[DATA RECORDS]
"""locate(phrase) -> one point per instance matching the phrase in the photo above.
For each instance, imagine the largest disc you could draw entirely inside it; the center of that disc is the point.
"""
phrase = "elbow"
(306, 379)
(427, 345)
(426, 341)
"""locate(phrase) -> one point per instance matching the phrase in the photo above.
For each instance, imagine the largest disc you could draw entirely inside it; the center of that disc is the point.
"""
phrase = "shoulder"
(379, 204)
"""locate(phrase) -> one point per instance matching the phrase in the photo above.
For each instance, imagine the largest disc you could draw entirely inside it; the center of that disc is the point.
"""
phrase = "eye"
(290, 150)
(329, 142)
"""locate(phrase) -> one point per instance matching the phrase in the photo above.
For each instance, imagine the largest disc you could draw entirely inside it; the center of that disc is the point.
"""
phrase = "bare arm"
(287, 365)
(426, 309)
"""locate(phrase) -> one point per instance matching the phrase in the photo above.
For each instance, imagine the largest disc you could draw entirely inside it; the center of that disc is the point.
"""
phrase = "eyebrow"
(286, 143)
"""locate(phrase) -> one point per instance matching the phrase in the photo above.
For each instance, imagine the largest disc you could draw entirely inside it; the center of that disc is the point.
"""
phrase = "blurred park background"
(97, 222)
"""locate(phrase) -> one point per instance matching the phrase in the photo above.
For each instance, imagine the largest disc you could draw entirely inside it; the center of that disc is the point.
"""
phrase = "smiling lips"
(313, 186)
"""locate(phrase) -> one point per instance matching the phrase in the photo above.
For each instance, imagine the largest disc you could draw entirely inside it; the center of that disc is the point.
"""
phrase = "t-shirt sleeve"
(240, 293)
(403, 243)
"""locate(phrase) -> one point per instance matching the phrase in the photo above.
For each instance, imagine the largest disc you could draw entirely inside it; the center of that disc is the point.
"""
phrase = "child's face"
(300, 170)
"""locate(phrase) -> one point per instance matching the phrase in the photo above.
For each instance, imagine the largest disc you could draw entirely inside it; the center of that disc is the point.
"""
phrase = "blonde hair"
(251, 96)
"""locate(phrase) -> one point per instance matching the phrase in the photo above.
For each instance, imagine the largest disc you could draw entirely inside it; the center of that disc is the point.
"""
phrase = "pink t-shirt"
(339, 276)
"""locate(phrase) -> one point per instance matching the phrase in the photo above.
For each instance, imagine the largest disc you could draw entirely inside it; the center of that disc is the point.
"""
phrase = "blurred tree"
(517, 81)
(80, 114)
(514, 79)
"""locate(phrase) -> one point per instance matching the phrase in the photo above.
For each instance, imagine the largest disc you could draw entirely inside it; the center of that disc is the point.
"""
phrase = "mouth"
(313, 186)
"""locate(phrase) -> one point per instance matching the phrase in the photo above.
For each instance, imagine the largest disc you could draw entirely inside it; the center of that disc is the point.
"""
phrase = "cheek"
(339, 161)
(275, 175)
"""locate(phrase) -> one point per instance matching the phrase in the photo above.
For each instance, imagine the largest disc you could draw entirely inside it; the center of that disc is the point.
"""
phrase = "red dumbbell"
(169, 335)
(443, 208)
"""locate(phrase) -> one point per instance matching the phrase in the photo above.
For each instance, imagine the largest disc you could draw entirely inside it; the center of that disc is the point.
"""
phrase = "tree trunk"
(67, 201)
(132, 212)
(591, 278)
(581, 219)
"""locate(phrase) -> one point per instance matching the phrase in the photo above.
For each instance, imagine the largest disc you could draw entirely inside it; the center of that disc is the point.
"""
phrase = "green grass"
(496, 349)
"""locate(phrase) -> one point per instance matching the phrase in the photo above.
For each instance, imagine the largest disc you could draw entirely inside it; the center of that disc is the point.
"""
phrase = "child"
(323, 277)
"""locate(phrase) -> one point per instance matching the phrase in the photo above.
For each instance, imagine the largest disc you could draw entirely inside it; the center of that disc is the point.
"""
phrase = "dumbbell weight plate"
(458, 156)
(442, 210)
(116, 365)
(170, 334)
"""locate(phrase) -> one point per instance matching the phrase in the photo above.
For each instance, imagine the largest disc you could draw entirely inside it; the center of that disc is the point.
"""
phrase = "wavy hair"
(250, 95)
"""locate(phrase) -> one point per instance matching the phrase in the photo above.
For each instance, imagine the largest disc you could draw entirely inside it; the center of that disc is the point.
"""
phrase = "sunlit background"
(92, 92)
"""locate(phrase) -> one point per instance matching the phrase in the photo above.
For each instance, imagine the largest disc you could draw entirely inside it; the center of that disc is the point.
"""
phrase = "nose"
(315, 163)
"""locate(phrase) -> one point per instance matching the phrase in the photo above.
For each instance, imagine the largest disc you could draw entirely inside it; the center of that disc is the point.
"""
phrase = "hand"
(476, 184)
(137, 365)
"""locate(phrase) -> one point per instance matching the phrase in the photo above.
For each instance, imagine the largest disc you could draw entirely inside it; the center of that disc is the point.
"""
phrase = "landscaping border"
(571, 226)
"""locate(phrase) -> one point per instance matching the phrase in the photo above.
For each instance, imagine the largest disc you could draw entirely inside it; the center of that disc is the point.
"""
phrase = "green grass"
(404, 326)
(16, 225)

[AIM OF THE TASK] Your task is to reproduce all of the records exactly.

[WRITTEN REPLY]
"""locate(phrase) -> one point per instance matching the phrase in the photo above.
For each instance, imagine the largest disc you could draw entirely inside it; the center of that disc is the point.
"""
phrase = "elbow"
(306, 379)
(427, 345)
(426, 341)
"""locate(phrase) -> one point per instance matching the phrase in the photo above.
For each instance, imagine the largest disc you could draw entirely inside it; the center of that disc is the point.
"""
phrase = "shoulder"
(379, 204)
"""locate(phrase) -> one point per instance matching the phrase in the photo above.
For each instance, imagine the largest disc you could draw entirely inside it; the center of that disc is the point.
"""
phrase = "eye"
(290, 150)
(329, 142)
"""locate(phrase) -> one point per instance matching the phrase in the photo above.
For each instance, imagine the largest disc you could draw entirely inside it; the center of that disc is the point.
"""
phrase = "bare arm"
(287, 365)
(426, 309)
"""locate(phrase) -> one point per instance matching the phrase in the photo above.
For each instance, imagine the largest disc you could draw entirely inside it; the center of that disc is the point.
"""
phrase = "eyebrow"
(286, 143)
"""locate(phrase) -> one point per instance matching the phrase in the photo above.
For each instance, imagine the largest disc you could draw entirely inside it; the center of that disc is the point.
"""
phrase = "blurred park background"
(97, 222)
"""locate(phrase) -> one point per instance matching the phrase in the photo above.
For each instance, imagine the largest disc you could draw entirely inside it; the center of that disc is the point.
"""
phrase = "smiling lips"
(313, 186)
"""locate(phrase) -> one point per instance matching the phrase in the photo above.
For each instance, imagine the largest disc you could draw entirely inside it; the center of that disc is the point.
"""
phrase = "t-shirt sleeve"
(240, 293)
(403, 243)
"""locate(phrase) -> one point per instance matching the phrase in the photo above.
For each instance, imagine the largest disc you could draw entirely inside it; the center of that disc is the point.
"""
phrase = "child's face"
(300, 170)
"""locate(phrase) -> one point per instance matching the phrase in the photo above.
For each instance, imagine the largest disc you could draw entirely inside it; the center of that disc is the point.
"""
phrase = "blonde hair"
(251, 96)
"""locate(phrase) -> one point per instance matching the phrase in the photo above.
For each instance, imagine the largest disc you could draw entirely inside it; the center of that disc is the point.
"""
phrase = "pink t-shirt"
(339, 276)
"""locate(phrase) -> one point per instance matching the phrase in the photo above.
For each instance, imagine the largest disc you could draw entirely inside it; the center of that disc is the point.
"""
phrase = "blurred tree"
(517, 81)
(80, 114)
(514, 79)
"""locate(phrase) -> one point per instance matching the phrase in the photo above.
For each instance, imagine the largest disc you could draw entirely inside it; the center of that disc is the point.
"""
phrase = "mouth"
(313, 186)
"""locate(phrase) -> one point per instance matching the phrase in the photo above.
For each instance, imagine the largest disc you could draw entirely inside it; the center of that disc is the point.
"""
phrase = "cheek"
(339, 161)
(275, 175)
"""locate(phrase) -> one point per instance matching the phrase in the photo above.
For each instance, imagine the largest disc you could draw entirely inside it; the center of that disc is the point.
"""
phrase = "red dumbbell"
(169, 335)
(443, 208)
"""locate(phrase) -> one point per instance matching the phrase in the photo above.
For each instance, imagine the largest disc you could draw entirely inside it; the center of that disc is the point.
"""
phrase = "tree trunk"
(67, 201)
(132, 212)
(591, 278)
(581, 219)
"""locate(phrase) -> one point per instance matching the phrase in the photo above.
For each instance, imagine the largest disc you could draw entirely inside it; the center of that disc is the point.
"""
phrase = "green grass"
(496, 349)
"""locate(phrase) -> one point per instance matching the phrase in the photo above.
For each instance, imagine the largest disc you could draw entirely inside it; the center of that disc is the point.
"""
phrase = "child"
(323, 277)
"""locate(phrase) -> one point per instance matching the phrase in the photo above.
For each instance, imagine the largest disc you could draw entirely inside it; the center of that disc is the point.
"""
phrase = "dumbbell weight plate"
(458, 156)
(442, 210)
(116, 365)
(170, 334)
"""locate(phrase) -> one point per instance matching the phrase in the photo above.
For each instance, imagine the largest disc you could draw entirely inside it; the center of that disc is the point.
"""
phrase = "wavy hair"
(250, 95)
"""locate(phrase) -> one point per instance matching the phrase in the photo above.
For each instance, imagine the largest disc you could draw entirely inside it; the center of that disc is the point.
"""
phrase = "sunlit background"
(92, 92)
"""locate(phrase) -> one point per instance matching the phrase in the photo above.
For each instance, imagine the largest disc you could draw entirely inside it; the center of that disc is the point.
"""
phrase = "nose"
(315, 163)
"""locate(phrase) -> one point per instance matching the phrase in the photo above.
For each instance, imagine the largest disc you could draw entirely inside it; the center of that disc is the point.
"""
phrase = "hand"
(476, 184)
(137, 365)
"""locate(phrase) -> one point per instance matching the phrase in the photo above.
For each instance, imagine the largest disc you could draw entirely inside it; the center of that disc is the point.
"""
phrase = "landscaping border"
(571, 226)
"""locate(phrase) -> one point per instance matching the phrase in the photo above.
For each instance, imagine the largest disc you could draw entirely inside it; the center of that disc is the point.
"""
phrase = "green grass"
(404, 326)
(16, 225)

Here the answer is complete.